--- begin AVAILABLE DATA ---
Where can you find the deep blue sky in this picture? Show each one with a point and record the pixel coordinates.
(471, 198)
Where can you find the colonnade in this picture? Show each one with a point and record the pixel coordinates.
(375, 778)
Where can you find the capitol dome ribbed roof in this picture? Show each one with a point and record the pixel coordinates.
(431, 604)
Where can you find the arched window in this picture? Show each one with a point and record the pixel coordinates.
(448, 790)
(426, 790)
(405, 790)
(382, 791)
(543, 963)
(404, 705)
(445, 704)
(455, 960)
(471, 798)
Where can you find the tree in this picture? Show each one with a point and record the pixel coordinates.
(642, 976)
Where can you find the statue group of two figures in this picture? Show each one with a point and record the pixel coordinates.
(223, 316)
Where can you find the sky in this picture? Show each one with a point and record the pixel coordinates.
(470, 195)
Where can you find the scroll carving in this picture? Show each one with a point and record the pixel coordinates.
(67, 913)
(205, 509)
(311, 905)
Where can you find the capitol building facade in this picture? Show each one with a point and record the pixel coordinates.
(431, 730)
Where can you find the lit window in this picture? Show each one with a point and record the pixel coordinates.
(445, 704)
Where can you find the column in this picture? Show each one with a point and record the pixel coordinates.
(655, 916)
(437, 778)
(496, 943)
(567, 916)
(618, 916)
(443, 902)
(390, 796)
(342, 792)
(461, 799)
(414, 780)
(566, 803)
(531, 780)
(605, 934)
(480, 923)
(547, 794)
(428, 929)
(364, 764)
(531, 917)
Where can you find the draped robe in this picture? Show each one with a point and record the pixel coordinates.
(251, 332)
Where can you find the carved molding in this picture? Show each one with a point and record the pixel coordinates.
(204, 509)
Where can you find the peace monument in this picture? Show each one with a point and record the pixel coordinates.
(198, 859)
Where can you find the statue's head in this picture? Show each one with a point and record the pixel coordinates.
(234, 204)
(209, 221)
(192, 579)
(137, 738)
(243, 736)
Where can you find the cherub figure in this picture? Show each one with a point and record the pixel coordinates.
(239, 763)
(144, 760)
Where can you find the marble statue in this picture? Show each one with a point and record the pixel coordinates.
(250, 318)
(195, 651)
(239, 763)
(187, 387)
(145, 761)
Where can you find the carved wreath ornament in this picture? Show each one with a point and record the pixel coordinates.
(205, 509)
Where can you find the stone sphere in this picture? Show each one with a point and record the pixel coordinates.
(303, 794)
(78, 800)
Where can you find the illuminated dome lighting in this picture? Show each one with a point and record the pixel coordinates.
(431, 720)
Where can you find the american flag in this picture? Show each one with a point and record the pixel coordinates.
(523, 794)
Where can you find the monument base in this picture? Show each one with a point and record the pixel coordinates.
--- end AVAILABLE DATA ---
--- begin AVAILABLE DATA ---
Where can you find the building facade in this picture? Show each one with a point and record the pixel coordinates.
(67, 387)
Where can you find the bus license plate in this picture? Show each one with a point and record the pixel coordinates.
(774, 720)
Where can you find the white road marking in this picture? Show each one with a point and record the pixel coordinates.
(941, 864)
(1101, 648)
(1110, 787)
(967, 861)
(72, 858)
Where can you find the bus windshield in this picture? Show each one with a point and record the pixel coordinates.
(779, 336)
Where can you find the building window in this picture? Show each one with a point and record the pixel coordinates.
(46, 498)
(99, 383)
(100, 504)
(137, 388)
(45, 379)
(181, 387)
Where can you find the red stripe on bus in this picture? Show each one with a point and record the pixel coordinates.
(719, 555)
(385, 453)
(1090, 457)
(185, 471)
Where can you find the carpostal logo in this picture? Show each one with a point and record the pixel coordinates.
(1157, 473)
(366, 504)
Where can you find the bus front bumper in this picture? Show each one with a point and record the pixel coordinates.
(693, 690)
--- end AVAILABLE DATA ---
**REQUIREMENTS**
Please copy out the lines above word for word, from the line with "Where can you find the cherub" up to and including the line with "Where can you find the monument".

**WORKED ANSWER**
Where can you find the cherub figure in this picture? Show each one with a point and record the pixel coordinates.
(239, 763)
(144, 760)
Where can you find the marble statue in this picture? Show each one with a point and record the pixel coordinates.
(250, 318)
(195, 651)
(239, 763)
(187, 387)
(145, 761)
Where can you find the carved wreath ornament in this picture? Show each one with a point and record the pixel coordinates.
(205, 509)
Where can you find the stone sphere in this picture? Show each one with a point and record the pixel coordinates.
(303, 794)
(78, 800)
Where can you find the illuminated dome lighting in this picture? Show each one with a point and record the pixel coordinates.
(431, 720)
Where can you find the american flag in this picture? Show each one with a point and record the pixel coordinates.
(523, 794)
Where can you find the monument base in this picture? Show each one with a point and record the pixel coordinates.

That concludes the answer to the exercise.